## Problem to solve
In the material below, change "thickest part" to "widest part" wherever it appears, and write out every line again with nothing else altered.

## Data for this task
=-=-=-=-=

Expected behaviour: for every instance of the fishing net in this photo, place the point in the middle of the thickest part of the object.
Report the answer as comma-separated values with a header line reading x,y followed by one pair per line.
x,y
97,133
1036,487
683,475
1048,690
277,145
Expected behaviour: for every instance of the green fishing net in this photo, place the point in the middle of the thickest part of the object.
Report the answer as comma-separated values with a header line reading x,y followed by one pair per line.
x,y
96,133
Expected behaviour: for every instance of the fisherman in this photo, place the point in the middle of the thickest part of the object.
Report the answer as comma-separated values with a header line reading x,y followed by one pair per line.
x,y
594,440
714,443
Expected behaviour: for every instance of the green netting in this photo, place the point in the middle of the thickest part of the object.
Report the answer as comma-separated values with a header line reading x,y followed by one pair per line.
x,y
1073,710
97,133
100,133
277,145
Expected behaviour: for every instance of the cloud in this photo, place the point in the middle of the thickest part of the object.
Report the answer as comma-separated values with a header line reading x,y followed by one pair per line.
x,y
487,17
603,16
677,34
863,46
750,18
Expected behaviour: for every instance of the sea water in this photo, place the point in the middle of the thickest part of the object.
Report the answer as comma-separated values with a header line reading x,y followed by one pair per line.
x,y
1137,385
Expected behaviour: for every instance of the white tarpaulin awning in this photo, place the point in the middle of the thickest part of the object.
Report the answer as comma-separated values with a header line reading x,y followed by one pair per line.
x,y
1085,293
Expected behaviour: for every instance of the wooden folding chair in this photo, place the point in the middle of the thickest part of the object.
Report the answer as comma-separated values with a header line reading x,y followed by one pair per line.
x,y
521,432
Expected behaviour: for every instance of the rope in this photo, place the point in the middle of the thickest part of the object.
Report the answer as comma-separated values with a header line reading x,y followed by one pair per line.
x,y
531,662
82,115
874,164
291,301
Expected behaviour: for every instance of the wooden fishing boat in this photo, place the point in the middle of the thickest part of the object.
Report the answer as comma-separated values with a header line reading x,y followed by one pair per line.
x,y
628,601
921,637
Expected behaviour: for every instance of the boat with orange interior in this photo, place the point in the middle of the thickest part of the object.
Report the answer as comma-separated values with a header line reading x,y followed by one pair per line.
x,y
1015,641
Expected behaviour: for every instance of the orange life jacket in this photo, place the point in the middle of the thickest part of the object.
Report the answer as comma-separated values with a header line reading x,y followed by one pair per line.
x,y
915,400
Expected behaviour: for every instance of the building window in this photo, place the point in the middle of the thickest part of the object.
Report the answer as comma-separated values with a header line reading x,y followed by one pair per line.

=-=-=-=-=

## Output of the task
Expected behaviour: for every instance of the fishing net in this photo, place the point in the middle of the widest part of the object.
Report the answer as comma-separated values with a header line reading x,y followed by one pair per line.
x,y
97,133
1036,487
683,475
1048,690
277,145
Expected behaviour: for every instance of the green fishing net in this photo, place the point in the middle of the widest part of the object.
Report the answer as comma-separated values with a header line reading x,y followed by one pair per line.
x,y
96,133
Expected behaviour: for every instance of the fisherman in this photo, place the point in the middle of the widest part of the object.
Report the answer as comma-separated values with a header line reading x,y followed by one pair per line.
x,y
594,440
714,443
Expected behaviour: for every instance of the green netting in this photo, place the point in the middle of the widest part of the object.
Report the answer as comma-separated values with a header line reading x,y followed by one pair per line.
x,y
1073,710
97,133
100,133
277,145
Expected behaviour: for every instance of the cloud in this photo, place the point in the middle of the widest part of the object.
Report the answer as comma-separated values with a header line reading x,y followed by one pair per line.
x,y
487,17
603,16
677,34
863,46
750,18
Expected behaviour: for every instance of the sea water in this photo, place the point in the middle of the widest part of the object.
Report the answer as comma-separated values with a header line reading x,y followed by one pair per line.
x,y
1137,385
Expected behaviour: for every instance of the white tarpaulin awning in this photo, place the point in the middle of the widest part of the object.
Report the answer as comma-separated values with a header line reading x,y followed by one pair per line.
x,y
1085,293
Expected behaviour: for every instance of the wooden folding chair in this photo, place the point in the middle of the widest part of the object.
Report the answer as comma-separated values with a header line reading x,y followed by one pair per line.
x,y
521,432
Expected behaviour: for every instance of the rope in this photo, place the point in the middle of the widest part of the object.
Report the answer as comma-separated values with a header line reading x,y followed by one pair per line.
x,y
531,662
82,115
874,164
291,301
Expected behaviour: for every instance of the wooden fishing boat in this photo, place the point in the middle of the widest part of the object.
Report the answer as comma-separated values with a header line reading x,y followed by one pair per line.
x,y
628,601
921,637
Expected behaviour: for every instance of the boat with orange interior in this photo, place the point in the middle of the widest part of the object.
Report the answer as comma-separated values with a header line reading x,y followed by one pair per line.
x,y
1015,641
Expected behaviour: for every instance of the orange life jacket in this photo, place the point in the middle of the widest part of the object.
Report the answer as comma-separated values with a header line reading x,y followed by one pair per line.
x,y
915,400
Expected behaviour: for every instance of the building window in this photo, place the point in the middle of the widest part of the object.
Report the answer as comma-separated values with a header line reading x,y followed by one pair per line.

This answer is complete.